*DIRECTIONS*
Render every line of the entries below as a JSON array of strings, one string per line, and leave out any blank lines.

----

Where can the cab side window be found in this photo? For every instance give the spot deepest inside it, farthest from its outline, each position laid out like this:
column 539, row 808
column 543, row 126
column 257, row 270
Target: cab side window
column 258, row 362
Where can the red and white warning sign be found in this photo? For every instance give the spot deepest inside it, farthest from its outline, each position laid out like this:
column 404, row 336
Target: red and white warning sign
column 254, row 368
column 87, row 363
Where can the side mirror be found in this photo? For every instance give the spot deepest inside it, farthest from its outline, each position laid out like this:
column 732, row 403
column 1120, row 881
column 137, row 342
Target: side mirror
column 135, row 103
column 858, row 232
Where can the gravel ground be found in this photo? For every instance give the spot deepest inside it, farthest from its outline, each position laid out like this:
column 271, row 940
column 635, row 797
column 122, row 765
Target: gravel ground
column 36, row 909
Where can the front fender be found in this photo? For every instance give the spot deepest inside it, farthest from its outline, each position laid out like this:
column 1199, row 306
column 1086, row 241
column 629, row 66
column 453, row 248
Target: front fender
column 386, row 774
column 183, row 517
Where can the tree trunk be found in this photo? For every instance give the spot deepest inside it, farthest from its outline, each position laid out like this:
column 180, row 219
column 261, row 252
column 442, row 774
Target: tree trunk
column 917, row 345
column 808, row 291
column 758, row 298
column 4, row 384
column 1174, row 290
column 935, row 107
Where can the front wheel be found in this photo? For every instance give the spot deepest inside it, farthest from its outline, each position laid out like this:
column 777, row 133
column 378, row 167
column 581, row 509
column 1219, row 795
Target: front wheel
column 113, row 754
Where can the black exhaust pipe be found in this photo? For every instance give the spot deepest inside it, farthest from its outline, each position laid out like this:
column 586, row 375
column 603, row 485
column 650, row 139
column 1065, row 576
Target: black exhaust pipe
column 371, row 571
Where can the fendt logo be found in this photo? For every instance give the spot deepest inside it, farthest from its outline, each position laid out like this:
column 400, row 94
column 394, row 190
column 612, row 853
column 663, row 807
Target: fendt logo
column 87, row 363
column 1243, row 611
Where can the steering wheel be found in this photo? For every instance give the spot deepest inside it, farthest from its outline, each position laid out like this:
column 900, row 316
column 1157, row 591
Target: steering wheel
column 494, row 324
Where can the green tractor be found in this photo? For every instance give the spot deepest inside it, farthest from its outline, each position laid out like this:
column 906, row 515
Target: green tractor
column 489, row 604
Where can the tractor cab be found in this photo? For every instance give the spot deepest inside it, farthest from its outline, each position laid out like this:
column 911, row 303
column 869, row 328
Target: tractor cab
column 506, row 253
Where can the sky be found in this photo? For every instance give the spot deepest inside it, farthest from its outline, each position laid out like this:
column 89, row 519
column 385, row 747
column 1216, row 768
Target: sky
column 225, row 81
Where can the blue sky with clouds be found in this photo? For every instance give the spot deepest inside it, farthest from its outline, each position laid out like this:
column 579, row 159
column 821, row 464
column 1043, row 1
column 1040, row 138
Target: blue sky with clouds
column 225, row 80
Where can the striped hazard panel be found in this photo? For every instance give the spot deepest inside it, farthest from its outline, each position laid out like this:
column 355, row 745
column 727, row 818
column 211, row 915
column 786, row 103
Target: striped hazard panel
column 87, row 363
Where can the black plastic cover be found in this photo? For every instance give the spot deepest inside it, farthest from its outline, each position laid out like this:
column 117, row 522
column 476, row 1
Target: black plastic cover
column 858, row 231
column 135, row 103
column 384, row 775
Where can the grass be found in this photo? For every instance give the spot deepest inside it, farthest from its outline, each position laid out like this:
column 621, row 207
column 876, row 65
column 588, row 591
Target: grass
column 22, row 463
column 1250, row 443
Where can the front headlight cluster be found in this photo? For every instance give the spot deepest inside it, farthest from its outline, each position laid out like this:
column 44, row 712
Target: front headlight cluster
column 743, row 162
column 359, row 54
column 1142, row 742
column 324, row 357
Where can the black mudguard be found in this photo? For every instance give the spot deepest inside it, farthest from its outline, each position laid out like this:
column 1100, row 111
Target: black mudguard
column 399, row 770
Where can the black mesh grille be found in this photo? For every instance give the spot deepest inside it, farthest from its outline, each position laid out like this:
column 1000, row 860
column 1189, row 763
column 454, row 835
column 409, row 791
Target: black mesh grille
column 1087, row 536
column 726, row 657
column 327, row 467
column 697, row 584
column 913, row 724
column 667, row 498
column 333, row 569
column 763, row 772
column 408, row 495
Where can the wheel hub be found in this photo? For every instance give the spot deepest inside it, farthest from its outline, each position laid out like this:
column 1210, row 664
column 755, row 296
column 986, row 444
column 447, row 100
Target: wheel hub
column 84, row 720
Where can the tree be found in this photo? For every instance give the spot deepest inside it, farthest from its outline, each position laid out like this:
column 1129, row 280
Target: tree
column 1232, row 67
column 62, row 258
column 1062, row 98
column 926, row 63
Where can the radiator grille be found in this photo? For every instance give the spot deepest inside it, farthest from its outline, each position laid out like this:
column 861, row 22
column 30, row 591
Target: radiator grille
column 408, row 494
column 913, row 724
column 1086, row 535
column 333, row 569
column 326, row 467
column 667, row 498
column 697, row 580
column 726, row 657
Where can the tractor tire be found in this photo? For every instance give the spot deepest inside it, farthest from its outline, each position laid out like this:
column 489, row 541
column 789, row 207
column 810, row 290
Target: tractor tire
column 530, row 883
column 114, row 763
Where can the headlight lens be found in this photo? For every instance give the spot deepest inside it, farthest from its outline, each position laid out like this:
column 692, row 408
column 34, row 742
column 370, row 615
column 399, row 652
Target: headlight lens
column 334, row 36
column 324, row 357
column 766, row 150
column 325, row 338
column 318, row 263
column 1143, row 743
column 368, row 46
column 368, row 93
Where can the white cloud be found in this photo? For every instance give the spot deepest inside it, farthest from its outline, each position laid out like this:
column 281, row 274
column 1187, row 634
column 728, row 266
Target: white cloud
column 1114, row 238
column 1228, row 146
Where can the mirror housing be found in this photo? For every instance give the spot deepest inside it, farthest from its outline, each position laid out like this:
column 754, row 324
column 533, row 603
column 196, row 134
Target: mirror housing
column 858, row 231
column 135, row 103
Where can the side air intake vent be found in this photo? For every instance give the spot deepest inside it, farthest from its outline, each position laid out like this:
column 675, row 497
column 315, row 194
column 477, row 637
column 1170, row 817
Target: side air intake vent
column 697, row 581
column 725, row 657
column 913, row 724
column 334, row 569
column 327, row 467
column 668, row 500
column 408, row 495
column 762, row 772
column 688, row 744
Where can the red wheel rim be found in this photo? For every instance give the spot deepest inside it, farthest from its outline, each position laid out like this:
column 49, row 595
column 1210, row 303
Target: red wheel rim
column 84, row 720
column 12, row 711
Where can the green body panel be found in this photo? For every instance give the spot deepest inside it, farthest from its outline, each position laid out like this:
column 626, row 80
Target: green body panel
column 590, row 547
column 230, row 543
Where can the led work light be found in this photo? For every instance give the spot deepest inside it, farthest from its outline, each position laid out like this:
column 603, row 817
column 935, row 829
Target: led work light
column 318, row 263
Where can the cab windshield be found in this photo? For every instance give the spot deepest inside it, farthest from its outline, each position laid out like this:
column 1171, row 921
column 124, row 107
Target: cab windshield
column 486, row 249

----

*OUTPUT FOR THIS EXERCISE*
[
  "Where can the cab side window be found in this photo? For every instance give the spot deepest inside it, farthest from its outline, each position laid out like this:",
  "column 539, row 808",
  "column 543, row 126",
  "column 257, row 270",
  "Target: cab side window",
  "column 258, row 362",
  "Where can the red and white warning sign be found in this photo? For every instance give the spot deepest inside it, farthest from its outline, each position laid out like this:",
  "column 404, row 336",
  "Target: red and white warning sign",
  "column 254, row 368",
  "column 87, row 363",
  "Where can the side mirror be found in this photo? For every instance give the spot deepest inside it, farthest from its outline, each position laid out like this:",
  "column 732, row 403",
  "column 1120, row 881",
  "column 137, row 342",
  "Target: side mirror",
  "column 135, row 103",
  "column 858, row 232",
  "Where can the gravel ground be found in this photo? For every instance give the spot deepest inside it, farthest from its outline, each position laid out like this:",
  "column 271, row 940",
  "column 635, row 797",
  "column 122, row 765",
  "Target: gravel ground",
  "column 36, row 909",
  "Where can the front fender be found in this photo? For every instance give the spot deepest inside it, farthest from its outline, each position laid out like this:",
  "column 1199, row 306",
  "column 1086, row 241",
  "column 629, row 66",
  "column 453, row 248",
  "Target: front fender",
  "column 386, row 774",
  "column 183, row 517",
  "Where can the tree trunk be found in this photo? For every instance give the spot deepest inside it, farthest from its outline, each position laid out like this:",
  "column 180, row 219",
  "column 261, row 252",
  "column 442, row 774",
  "Target: tree trunk",
  "column 917, row 345",
  "column 808, row 291",
  "column 758, row 298",
  "column 4, row 384",
  "column 1174, row 290",
  "column 935, row 107",
  "Where can the front wheel be found in this photo? For every instance give the spot deepest inside it, farthest from its outline, each position laid out like this:",
  "column 777, row 133",
  "column 378, row 167",
  "column 581, row 509",
  "column 1219, row 795",
  "Target: front wheel",
  "column 113, row 754",
  "Where can the black exhaust pipe be found in this photo? For every instance give the spot deepest inside it, farthest from its outline, each position laid out like this:",
  "column 586, row 375",
  "column 603, row 485",
  "column 650, row 139",
  "column 1065, row 576",
  "Target: black exhaust pipe",
  "column 371, row 571",
  "Where can the fendt logo be found in this photo? For every instance give the spot deepest inside it, farthest from its outline, each position laid out like this:",
  "column 400, row 94",
  "column 394, row 190",
  "column 612, row 853",
  "column 663, row 807",
  "Target: fendt logo",
  "column 87, row 363",
  "column 1243, row 611",
  "Where can the steering wheel be found in this photo? For every instance give the spot deepest inside it, farthest from its outline, each position laid out like this:",
  "column 900, row 316",
  "column 1157, row 591",
  "Target: steering wheel",
  "column 494, row 324",
  "Where can the green tractor be found in this photo? For every instance give the spot deepest inside it, farthest from its outline, each position laid out like this:",
  "column 906, row 515",
  "Target: green tractor",
  "column 489, row 604",
  "Where can the tractor cab be found in this photo? For every instance give the spot deepest inside it, farthest from its outline, each position laid out like this:",
  "column 911, row 303",
  "column 869, row 328",
  "Target: tractor cab",
  "column 506, row 253",
  "Where can the sky be found in this photo? For every instance give the spot deepest inside it, farthest from its outline, each position laid out like this:",
  "column 89, row 519",
  "column 385, row 747",
  "column 1216, row 768",
  "Target: sky",
  "column 225, row 81",
  "Where can the blue sky with clouds be found in this photo? For every instance give the spot deepest inside it, farthest from its outline, each position laid out like this:",
  "column 579, row 159",
  "column 821, row 464",
  "column 1043, row 1",
  "column 1040, row 138",
  "Target: blue sky with clouds",
  "column 225, row 80",
  "Where can the striped hazard panel be found in this photo? For every instance give the spot deepest inside it, farthest from its outline, each position laid out like this:",
  "column 355, row 745",
  "column 727, row 818",
  "column 211, row 915",
  "column 786, row 103",
  "Target: striped hazard panel",
  "column 87, row 363",
  "Where can the black plastic cover be found in this photo? For every instance give the spot deepest inside it, farthest from its outline, each position laid out like this:",
  "column 117, row 522",
  "column 476, row 1",
  "Target: black plastic cover",
  "column 858, row 231",
  "column 135, row 103",
  "column 384, row 775",
  "Where can the grass be found in this photo? For every instance give the spot deepest inside it, farthest from its outline, each position laid out like this:",
  "column 621, row 207",
  "column 876, row 65",
  "column 588, row 591",
  "Target: grass",
  "column 22, row 463",
  "column 1250, row 443",
  "Where can the front headlight cluster be found in this photo? For every instance give the spot deepest inside it, farthest from its outline, each position laid out like this:",
  "column 44, row 712",
  "Target: front headlight cluster",
  "column 743, row 162",
  "column 359, row 54",
  "column 1142, row 742",
  "column 324, row 357",
  "Where can the black mudguard be found in this photo? For every instance give the spot deepest inside it, farthest from its outline, each position laid out like this:",
  "column 1100, row 111",
  "Target: black mudguard",
  "column 399, row 770",
  "Where can the black mesh grille be found in this photo? For every instance give the spot deepest inside it, farthest from its outline, each position laid out like this:",
  "column 1000, row 860",
  "column 1189, row 763",
  "column 454, row 835",
  "column 409, row 791",
  "Target: black mesh grille",
  "column 1087, row 536",
  "column 726, row 657",
  "column 327, row 467",
  "column 697, row 584",
  "column 913, row 724",
  "column 667, row 498",
  "column 333, row 569",
  "column 763, row 772",
  "column 408, row 495",
  "Where can the wheel hub be found in this photo? For every instance give the spot deepest inside it, farthest from its outline, each position laid out like this:",
  "column 1210, row 664",
  "column 755, row 296",
  "column 986, row 444",
  "column 447, row 100",
  "Target: wheel hub",
  "column 84, row 720",
  "Where can the tree be found in this photo? For every instance give the spot deepest inside it, farthest from its outline, each position laid out like this:",
  "column 1129, row 280",
  "Target: tree",
  "column 1232, row 67",
  "column 62, row 258",
  "column 1062, row 98",
  "column 926, row 63",
  "Where can the radiator grille be found in this photo? For every instance give the spot deepest inside it, farthest from its outline, each position laid out like this:",
  "column 861, row 22",
  "column 30, row 591",
  "Target: radiator grille",
  "column 408, row 494",
  "column 913, row 724",
  "column 1086, row 535",
  "column 333, row 569",
  "column 326, row 467",
  "column 667, row 498",
  "column 697, row 580",
  "column 726, row 657",
  "Where can the tractor tire be found in this photo? For every instance give the spot deepest inside it, farthest from its outline, each position laid out like this:",
  "column 489, row 541",
  "column 789, row 207",
  "column 810, row 290",
  "Target: tractor tire",
  "column 530, row 883",
  "column 114, row 763",
  "Where can the headlight lens be found in this photo? For every instance give the spot deepest inside it, farthest from its outline, each position laid out like this:",
  "column 692, row 408",
  "column 34, row 742",
  "column 370, row 615",
  "column 399, row 652",
  "Target: headlight lens",
  "column 334, row 36",
  "column 324, row 357",
  "column 766, row 150",
  "column 325, row 338",
  "column 318, row 263",
  "column 1143, row 743",
  "column 368, row 46",
  "column 368, row 93",
  "Where can the white cloud be found in this photo? For every instance give the spot deepest inside it, farthest from its outline, each position laid out like this:",
  "column 281, row 274",
  "column 1187, row 634",
  "column 728, row 266",
  "Target: white cloud",
  "column 1114, row 238",
  "column 1228, row 146",
  "Where can the mirror housing be found in this photo? For every instance give the spot deepest inside it, farthest from its outline, each position laid out like this:",
  "column 754, row 324",
  "column 533, row 603",
  "column 196, row 134",
  "Target: mirror housing",
  "column 858, row 231",
  "column 135, row 103",
  "Where can the side air intake vent be found in this photo? For every instance give the spot deepest inside it, farthest from its outline, each position laid out like this:",
  "column 675, row 497",
  "column 315, row 194",
  "column 477, row 637",
  "column 1170, row 817",
  "Target: side air intake vent",
  "column 697, row 581",
  "column 725, row 657",
  "column 913, row 724",
  "column 334, row 569",
  "column 327, row 467",
  "column 668, row 500",
  "column 408, row 495",
  "column 762, row 772",
  "column 688, row 744",
  "Where can the red wheel rim be found in this photo? For every instance give the spot deepest inside it, farthest from its outline, each position laid out like this:",
  "column 49, row 595",
  "column 1210, row 303",
  "Target: red wheel rim",
  "column 84, row 720",
  "column 12, row 711",
  "Where can the green body panel be found in this photo? For every instance give the spot deepest inside it, farthest from its outline, each position laid out like this:",
  "column 626, row 80",
  "Target: green body panel",
  "column 590, row 547",
  "column 230, row 543",
  "Where can the led work light be found in this photo? For every instance give the spot deepest inside it, farthest from its outline, each position laid out like this:",
  "column 603, row 817",
  "column 935, row 829",
  "Target: led work light",
  "column 318, row 263",
  "Where can the cab windshield be found in this photo? For every instance give the spot deepest inside it, farthest from its outline, each position laid out like this:",
  "column 1171, row 921",
  "column 124, row 107",
  "Target: cab windshield",
  "column 486, row 249"
]